#### AVAILABLE DATA
• • • •
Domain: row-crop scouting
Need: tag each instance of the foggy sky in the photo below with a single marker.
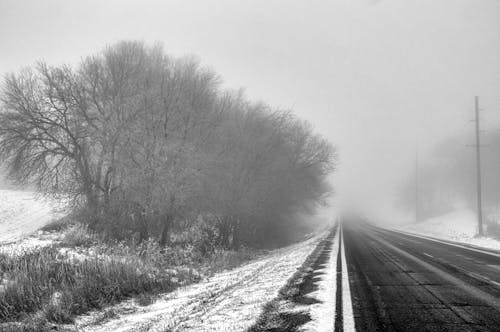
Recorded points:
(377, 78)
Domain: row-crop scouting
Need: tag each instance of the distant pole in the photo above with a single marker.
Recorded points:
(416, 186)
(478, 170)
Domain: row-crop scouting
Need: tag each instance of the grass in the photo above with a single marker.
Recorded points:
(82, 273)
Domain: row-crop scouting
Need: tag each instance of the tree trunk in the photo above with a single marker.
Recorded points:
(144, 230)
(165, 231)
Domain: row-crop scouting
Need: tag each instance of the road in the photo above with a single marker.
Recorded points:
(406, 283)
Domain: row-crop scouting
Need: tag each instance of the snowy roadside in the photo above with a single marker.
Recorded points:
(322, 311)
(458, 226)
(22, 213)
(230, 300)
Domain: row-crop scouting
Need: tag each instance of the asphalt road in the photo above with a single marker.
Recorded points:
(405, 283)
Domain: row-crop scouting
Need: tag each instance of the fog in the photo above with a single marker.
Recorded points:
(379, 79)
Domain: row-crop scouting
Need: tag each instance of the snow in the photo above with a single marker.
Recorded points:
(22, 213)
(347, 314)
(229, 301)
(323, 312)
(458, 226)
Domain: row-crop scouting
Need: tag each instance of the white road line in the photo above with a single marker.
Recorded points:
(348, 317)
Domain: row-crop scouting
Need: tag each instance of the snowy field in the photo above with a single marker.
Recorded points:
(228, 301)
(22, 213)
(458, 226)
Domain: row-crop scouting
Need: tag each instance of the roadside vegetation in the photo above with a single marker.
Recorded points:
(169, 176)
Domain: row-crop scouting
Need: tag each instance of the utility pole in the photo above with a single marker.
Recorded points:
(416, 187)
(478, 170)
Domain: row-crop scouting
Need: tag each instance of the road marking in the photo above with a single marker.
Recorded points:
(347, 312)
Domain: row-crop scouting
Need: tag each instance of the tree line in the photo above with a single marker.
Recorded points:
(143, 143)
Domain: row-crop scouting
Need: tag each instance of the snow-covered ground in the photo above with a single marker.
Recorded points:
(458, 226)
(23, 212)
(228, 301)
(323, 312)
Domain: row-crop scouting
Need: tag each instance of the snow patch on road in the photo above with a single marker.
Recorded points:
(458, 226)
(323, 313)
(347, 314)
(229, 301)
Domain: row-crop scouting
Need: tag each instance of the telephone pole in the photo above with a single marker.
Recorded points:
(478, 170)
(416, 187)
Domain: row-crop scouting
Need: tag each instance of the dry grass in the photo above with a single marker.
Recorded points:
(53, 284)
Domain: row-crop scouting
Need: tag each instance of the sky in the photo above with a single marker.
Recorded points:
(378, 78)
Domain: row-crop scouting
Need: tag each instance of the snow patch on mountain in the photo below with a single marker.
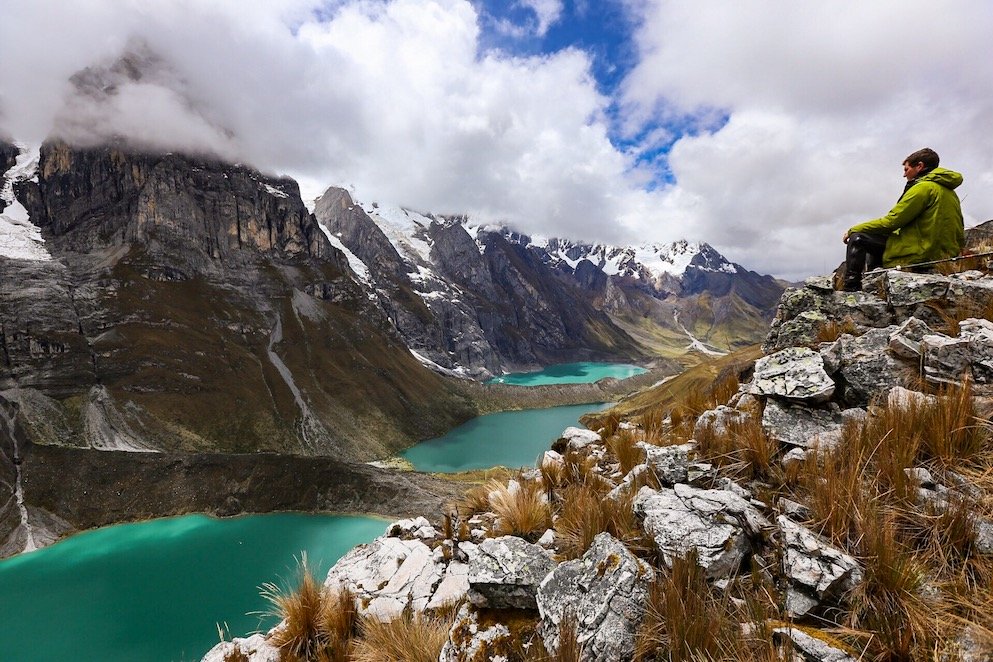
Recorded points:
(406, 230)
(651, 261)
(356, 265)
(20, 239)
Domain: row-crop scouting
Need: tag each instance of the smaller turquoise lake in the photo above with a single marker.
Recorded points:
(569, 373)
(153, 591)
(509, 438)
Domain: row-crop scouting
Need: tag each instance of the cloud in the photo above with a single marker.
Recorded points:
(787, 121)
(823, 103)
(547, 11)
(392, 98)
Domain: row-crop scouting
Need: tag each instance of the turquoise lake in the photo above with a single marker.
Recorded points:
(154, 590)
(509, 438)
(569, 373)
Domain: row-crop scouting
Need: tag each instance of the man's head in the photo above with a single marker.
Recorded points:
(920, 162)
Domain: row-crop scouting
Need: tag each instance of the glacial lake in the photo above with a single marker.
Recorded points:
(569, 373)
(509, 438)
(154, 590)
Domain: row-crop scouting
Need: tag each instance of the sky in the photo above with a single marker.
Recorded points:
(763, 127)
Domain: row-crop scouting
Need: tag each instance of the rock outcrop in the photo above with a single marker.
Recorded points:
(185, 286)
(478, 304)
(801, 397)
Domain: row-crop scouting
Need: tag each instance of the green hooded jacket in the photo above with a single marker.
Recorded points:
(926, 224)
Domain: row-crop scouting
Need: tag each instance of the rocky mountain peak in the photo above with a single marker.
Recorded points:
(141, 98)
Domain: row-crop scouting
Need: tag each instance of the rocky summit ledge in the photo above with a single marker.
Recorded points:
(737, 523)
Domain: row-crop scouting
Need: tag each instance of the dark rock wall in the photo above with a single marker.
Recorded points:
(10, 516)
(497, 310)
(90, 488)
(197, 306)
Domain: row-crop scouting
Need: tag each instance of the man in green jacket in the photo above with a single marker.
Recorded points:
(925, 225)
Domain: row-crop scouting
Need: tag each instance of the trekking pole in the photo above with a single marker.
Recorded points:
(928, 264)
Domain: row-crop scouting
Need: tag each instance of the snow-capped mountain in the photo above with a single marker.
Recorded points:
(465, 298)
(650, 262)
(19, 237)
(476, 299)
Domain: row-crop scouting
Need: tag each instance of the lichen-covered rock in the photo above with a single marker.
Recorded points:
(716, 523)
(718, 420)
(574, 438)
(946, 360)
(253, 649)
(795, 373)
(803, 312)
(818, 572)
(605, 591)
(864, 365)
(417, 527)
(668, 462)
(794, 425)
(390, 575)
(811, 649)
(505, 573)
(968, 356)
(905, 289)
(469, 640)
(905, 342)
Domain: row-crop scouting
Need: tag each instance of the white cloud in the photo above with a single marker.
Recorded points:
(824, 102)
(392, 98)
(547, 11)
(397, 100)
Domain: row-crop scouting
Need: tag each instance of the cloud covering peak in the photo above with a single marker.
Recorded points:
(776, 125)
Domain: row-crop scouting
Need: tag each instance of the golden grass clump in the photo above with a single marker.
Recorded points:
(584, 513)
(653, 423)
(409, 638)
(317, 622)
(741, 448)
(522, 511)
(623, 446)
(831, 330)
(686, 622)
(889, 603)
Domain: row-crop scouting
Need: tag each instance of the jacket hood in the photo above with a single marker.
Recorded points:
(947, 178)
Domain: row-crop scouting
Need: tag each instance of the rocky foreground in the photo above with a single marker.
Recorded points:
(749, 516)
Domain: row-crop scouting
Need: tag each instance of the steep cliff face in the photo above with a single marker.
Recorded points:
(673, 298)
(197, 306)
(474, 302)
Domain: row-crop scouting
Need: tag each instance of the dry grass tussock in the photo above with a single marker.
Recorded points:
(584, 513)
(409, 638)
(673, 424)
(622, 444)
(831, 330)
(521, 510)
(317, 621)
(922, 573)
(686, 621)
(742, 450)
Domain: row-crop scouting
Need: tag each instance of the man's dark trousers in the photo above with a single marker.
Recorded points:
(864, 253)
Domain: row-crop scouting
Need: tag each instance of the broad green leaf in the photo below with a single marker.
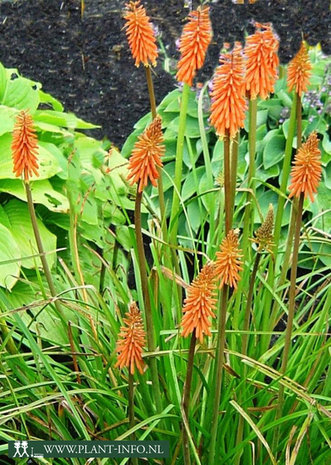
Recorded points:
(48, 164)
(42, 192)
(58, 118)
(191, 129)
(15, 216)
(9, 250)
(273, 151)
(190, 185)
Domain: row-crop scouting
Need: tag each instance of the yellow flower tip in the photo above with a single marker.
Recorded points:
(24, 146)
(140, 34)
(200, 303)
(261, 61)
(146, 156)
(307, 170)
(193, 44)
(131, 341)
(298, 71)
(228, 260)
(228, 93)
(264, 234)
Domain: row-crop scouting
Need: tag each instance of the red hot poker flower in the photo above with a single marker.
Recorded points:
(298, 71)
(140, 34)
(306, 171)
(200, 303)
(24, 146)
(262, 61)
(146, 155)
(228, 101)
(131, 341)
(193, 44)
(228, 261)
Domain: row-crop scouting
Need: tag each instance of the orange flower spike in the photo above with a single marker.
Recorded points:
(228, 261)
(298, 71)
(146, 155)
(228, 100)
(306, 171)
(261, 61)
(24, 146)
(200, 303)
(140, 34)
(131, 341)
(193, 44)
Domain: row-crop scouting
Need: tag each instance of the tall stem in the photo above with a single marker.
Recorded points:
(179, 164)
(248, 219)
(278, 221)
(151, 94)
(133, 461)
(244, 345)
(290, 317)
(227, 183)
(40, 246)
(186, 397)
(218, 373)
(234, 164)
(147, 301)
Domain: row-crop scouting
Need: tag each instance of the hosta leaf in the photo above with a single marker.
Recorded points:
(15, 216)
(48, 164)
(58, 118)
(273, 151)
(42, 192)
(7, 119)
(9, 250)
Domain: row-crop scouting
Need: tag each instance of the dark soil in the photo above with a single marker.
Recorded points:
• • • •
#### WHAT YOU HAVE TO DO
Print, without any change, the line containing "Need: tag each instance of the tall" and each line after it to the end of the material.

#### EXPECTED ANSWER
Need: tag each instance of the tall stem in the photo above with a single marker.
Recorded points:
(179, 164)
(248, 219)
(278, 221)
(151, 94)
(133, 461)
(244, 345)
(290, 317)
(227, 183)
(40, 246)
(186, 397)
(218, 373)
(234, 164)
(147, 301)
Domain: row-crop scouting
Need: tag each instance of the hosta leaf in the photo above with a single marker.
Recorded points:
(15, 216)
(48, 164)
(58, 118)
(273, 151)
(42, 192)
(7, 119)
(9, 250)
Domain: row-crop scouting
Need: tag each instance of the dark soil in the photo above with a single marker.
Recorded points:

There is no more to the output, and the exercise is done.